- Assignment: In the records below, find every line with the word "child" and copy it.

[Records from a data source]
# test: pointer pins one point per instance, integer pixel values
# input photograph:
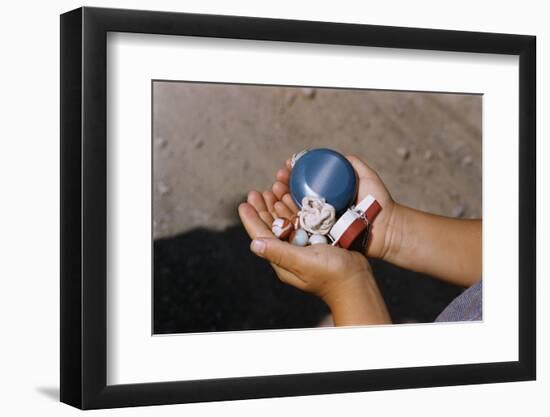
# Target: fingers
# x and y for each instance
(363, 170)
(256, 200)
(255, 226)
(280, 189)
(283, 211)
(287, 199)
(270, 200)
(289, 257)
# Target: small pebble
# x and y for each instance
(282, 228)
(458, 211)
(403, 152)
(467, 160)
(296, 221)
(317, 239)
(299, 237)
(163, 188)
(160, 143)
(309, 92)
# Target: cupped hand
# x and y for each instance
(379, 242)
(342, 278)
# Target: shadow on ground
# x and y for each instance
(209, 281)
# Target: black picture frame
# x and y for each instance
(84, 223)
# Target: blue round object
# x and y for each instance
(324, 173)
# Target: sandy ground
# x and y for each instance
(212, 143)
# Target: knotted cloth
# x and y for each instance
(317, 216)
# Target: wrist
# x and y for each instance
(394, 234)
(356, 302)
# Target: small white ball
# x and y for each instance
(317, 239)
(282, 228)
(299, 237)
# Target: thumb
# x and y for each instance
(280, 253)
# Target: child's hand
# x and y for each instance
(280, 203)
(342, 278)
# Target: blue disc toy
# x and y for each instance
(324, 173)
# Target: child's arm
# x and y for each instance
(443, 247)
(440, 246)
(342, 278)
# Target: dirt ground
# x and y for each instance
(212, 143)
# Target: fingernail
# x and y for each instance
(257, 246)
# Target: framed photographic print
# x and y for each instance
(257, 208)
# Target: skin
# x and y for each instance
(342, 278)
(446, 248)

- Written solution:
# Target: child's hand
# Target: child's arm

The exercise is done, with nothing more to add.